In the text about why people court chaos, rewrite the stretch from "Many people who" through "rather than feared.", swapping "introspection" for "self-reflection".

Source text:
════════════════
"I guess we probably all do, right? Especially at this stage in my life - a grown-ass woman with a tween and a teen who have the drama thing on lock in our house - I try to be pretty proactive about protecting my peace. And yet, somehow, chaos seems to find me. Or could it be that I'm subconsciously seeking it out?"
"Many of us claim to crave stability, and yet we can't seem to stop inviting chaos in. So, why is it that just when life finally starts to feel calm, we wind up courting more drama? Maybe it's picking a fight with your partner or overpacking your calendar, but it all ends up in the same place: making you feel like life is spinning out of control. According to therapists, it isn't that we secretly love stress."
"In reality, the pull toward chaos is often deeply ingrained in our nervous system and shaped by early experiences. If you grew up in an unpredictable household, or if intensity was tangled up with love and attention, calm may feel strangely unsafe. (Oof, that tracks.) For better or worse, the nervous system learns to interpret chaos as familiar - and what's familiar often feels like home."
Many people who claim to prefer stability nonetheless repeatedly invite chaos into their lives, often through fights, overcommitment, or other self-sabotaging behaviors that make life feel out of control. The tendency to court drama is not a secret love of stress but a pattern wired into the nervous system by early experiences. Growing up in unpredictability or where intensity equated to love can make calm feel unsafe and chaos feel familiar. Healing and sustained calm require introspection, unpacking past trauma, and learning new nervous-system responses so that stability becomes genuinely felt rather than feared.
════════════════
[Dataset items]
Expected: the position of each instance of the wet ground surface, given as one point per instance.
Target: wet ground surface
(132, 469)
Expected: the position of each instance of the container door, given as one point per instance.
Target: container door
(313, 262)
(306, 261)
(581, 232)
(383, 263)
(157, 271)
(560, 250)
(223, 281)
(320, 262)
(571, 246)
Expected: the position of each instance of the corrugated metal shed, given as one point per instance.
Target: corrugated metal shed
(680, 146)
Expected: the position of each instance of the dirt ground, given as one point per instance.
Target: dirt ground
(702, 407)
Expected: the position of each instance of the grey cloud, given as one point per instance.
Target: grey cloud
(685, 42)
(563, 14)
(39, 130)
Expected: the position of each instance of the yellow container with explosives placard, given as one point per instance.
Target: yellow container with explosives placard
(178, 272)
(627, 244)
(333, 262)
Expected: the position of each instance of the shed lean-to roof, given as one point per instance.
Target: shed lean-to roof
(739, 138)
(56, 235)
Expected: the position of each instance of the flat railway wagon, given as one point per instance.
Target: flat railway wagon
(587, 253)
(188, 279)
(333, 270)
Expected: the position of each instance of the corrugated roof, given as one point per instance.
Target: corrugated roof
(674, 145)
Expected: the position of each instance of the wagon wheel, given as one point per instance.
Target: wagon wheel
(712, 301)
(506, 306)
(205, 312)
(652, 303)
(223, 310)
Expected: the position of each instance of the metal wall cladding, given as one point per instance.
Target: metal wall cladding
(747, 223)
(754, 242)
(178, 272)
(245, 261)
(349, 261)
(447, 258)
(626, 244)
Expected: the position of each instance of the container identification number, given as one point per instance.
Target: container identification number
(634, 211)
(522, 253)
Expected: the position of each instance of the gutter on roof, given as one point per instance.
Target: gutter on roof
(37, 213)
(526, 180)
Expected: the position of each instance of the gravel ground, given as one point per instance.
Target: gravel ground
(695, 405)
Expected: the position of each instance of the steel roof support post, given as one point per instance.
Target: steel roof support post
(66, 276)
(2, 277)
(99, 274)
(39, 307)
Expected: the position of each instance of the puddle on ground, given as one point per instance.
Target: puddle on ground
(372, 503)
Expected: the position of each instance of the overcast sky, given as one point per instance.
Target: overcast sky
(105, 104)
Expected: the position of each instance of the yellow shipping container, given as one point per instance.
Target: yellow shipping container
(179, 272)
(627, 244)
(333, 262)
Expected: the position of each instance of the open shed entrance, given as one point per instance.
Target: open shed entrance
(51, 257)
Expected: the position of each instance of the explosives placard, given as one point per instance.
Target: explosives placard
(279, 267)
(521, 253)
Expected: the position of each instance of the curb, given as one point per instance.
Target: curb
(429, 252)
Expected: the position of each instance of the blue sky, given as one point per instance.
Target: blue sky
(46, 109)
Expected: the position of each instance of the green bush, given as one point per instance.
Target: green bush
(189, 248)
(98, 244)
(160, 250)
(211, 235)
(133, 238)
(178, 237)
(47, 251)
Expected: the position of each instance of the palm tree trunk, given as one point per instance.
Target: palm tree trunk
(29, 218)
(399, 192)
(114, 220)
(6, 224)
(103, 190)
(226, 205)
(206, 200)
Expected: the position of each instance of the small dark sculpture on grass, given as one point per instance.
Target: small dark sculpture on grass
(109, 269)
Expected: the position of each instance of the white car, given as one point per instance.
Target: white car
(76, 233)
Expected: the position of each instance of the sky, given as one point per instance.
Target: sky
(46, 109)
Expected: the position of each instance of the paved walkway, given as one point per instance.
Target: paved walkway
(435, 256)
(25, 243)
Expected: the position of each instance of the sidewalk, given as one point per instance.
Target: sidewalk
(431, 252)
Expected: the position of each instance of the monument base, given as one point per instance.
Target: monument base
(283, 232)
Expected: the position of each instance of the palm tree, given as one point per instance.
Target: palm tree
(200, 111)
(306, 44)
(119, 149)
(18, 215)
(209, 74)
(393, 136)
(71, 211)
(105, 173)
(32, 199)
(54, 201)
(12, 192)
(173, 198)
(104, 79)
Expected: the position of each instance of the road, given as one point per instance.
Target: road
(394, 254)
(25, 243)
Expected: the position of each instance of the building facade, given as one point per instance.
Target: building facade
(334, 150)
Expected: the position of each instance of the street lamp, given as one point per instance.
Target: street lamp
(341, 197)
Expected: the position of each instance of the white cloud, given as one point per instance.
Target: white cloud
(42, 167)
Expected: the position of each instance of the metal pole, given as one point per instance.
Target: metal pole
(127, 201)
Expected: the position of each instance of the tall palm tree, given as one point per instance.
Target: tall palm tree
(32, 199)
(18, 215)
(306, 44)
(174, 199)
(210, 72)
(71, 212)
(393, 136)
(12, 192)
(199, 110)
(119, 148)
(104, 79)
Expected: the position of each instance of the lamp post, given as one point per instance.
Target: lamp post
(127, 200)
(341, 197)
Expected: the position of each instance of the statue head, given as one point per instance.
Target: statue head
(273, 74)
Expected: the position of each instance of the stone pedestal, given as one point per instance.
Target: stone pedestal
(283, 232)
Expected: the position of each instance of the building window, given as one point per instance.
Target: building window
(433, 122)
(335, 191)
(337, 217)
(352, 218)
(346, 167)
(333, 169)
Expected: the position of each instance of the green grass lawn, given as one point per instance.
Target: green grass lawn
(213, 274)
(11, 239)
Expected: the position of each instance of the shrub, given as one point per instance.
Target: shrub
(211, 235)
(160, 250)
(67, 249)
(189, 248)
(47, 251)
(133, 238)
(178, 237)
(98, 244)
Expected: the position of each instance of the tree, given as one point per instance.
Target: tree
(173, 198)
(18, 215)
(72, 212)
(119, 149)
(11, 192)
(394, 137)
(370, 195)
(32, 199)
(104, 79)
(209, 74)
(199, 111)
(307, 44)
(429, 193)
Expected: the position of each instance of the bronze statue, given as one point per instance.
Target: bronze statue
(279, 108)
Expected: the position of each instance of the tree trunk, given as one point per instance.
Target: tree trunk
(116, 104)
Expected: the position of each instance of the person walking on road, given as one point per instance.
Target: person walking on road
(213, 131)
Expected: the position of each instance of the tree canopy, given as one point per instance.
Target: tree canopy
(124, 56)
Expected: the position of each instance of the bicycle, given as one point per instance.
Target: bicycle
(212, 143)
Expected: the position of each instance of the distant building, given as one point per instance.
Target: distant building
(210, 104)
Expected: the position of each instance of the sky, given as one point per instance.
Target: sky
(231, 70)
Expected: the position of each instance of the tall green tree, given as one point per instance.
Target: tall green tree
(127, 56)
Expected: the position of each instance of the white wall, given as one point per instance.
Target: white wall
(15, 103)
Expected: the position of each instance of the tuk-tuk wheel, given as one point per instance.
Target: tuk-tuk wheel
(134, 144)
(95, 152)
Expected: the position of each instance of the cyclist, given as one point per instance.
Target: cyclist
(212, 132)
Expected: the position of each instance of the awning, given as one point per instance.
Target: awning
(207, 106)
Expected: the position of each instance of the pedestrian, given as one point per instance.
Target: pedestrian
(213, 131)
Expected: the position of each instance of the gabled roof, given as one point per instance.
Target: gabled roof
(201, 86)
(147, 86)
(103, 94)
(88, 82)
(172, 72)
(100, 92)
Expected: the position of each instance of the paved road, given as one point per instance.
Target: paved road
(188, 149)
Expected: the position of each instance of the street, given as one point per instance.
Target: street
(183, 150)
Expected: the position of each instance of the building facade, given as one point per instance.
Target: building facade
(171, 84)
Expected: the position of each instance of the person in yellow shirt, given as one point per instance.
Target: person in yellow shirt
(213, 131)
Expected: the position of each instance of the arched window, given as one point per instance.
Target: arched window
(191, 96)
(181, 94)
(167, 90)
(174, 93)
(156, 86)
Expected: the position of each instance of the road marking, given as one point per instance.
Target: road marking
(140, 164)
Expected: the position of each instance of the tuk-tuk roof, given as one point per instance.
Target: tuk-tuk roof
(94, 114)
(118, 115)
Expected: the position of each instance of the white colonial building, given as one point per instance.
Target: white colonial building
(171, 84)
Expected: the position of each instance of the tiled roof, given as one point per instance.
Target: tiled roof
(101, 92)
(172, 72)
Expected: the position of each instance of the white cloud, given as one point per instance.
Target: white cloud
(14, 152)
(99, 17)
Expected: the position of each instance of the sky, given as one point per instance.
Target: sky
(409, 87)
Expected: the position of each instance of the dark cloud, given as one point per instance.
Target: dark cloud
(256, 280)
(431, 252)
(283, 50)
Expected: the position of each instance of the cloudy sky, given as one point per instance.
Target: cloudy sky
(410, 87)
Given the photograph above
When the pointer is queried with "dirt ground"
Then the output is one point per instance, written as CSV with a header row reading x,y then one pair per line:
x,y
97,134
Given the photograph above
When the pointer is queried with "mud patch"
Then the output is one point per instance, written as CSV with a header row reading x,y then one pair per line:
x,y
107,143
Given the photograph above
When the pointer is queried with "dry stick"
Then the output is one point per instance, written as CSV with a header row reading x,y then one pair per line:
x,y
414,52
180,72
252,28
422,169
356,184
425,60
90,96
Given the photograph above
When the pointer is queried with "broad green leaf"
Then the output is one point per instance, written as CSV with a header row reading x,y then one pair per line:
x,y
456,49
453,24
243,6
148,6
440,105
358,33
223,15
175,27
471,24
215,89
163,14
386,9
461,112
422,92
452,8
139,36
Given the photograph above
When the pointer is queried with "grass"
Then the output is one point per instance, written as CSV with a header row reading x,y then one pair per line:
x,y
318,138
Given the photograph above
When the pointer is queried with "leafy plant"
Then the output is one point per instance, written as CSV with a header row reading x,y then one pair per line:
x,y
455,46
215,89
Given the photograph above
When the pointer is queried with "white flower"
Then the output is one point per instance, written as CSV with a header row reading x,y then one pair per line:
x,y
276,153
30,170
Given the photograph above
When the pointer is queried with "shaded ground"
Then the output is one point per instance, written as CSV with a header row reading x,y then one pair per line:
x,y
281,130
════════════════
Output for this task:
Many people who claim to prefer stability nonetheless repeatedly invite chaos into their lives, often through fights, overcommitment, or other self-sabotaging behaviors that make life feel out of control. The tendency to court drama is not a secret love of stress but a pattern wired into the nervous system by early experiences. Growing up in unpredictability or where intensity equated to love can make calm feel unsafe and chaos feel familiar. Healing and sustained calm require self-reflection, unpacking past trauma, and learning new nervous-system responses so that stability becomes genuinely felt rather than feared.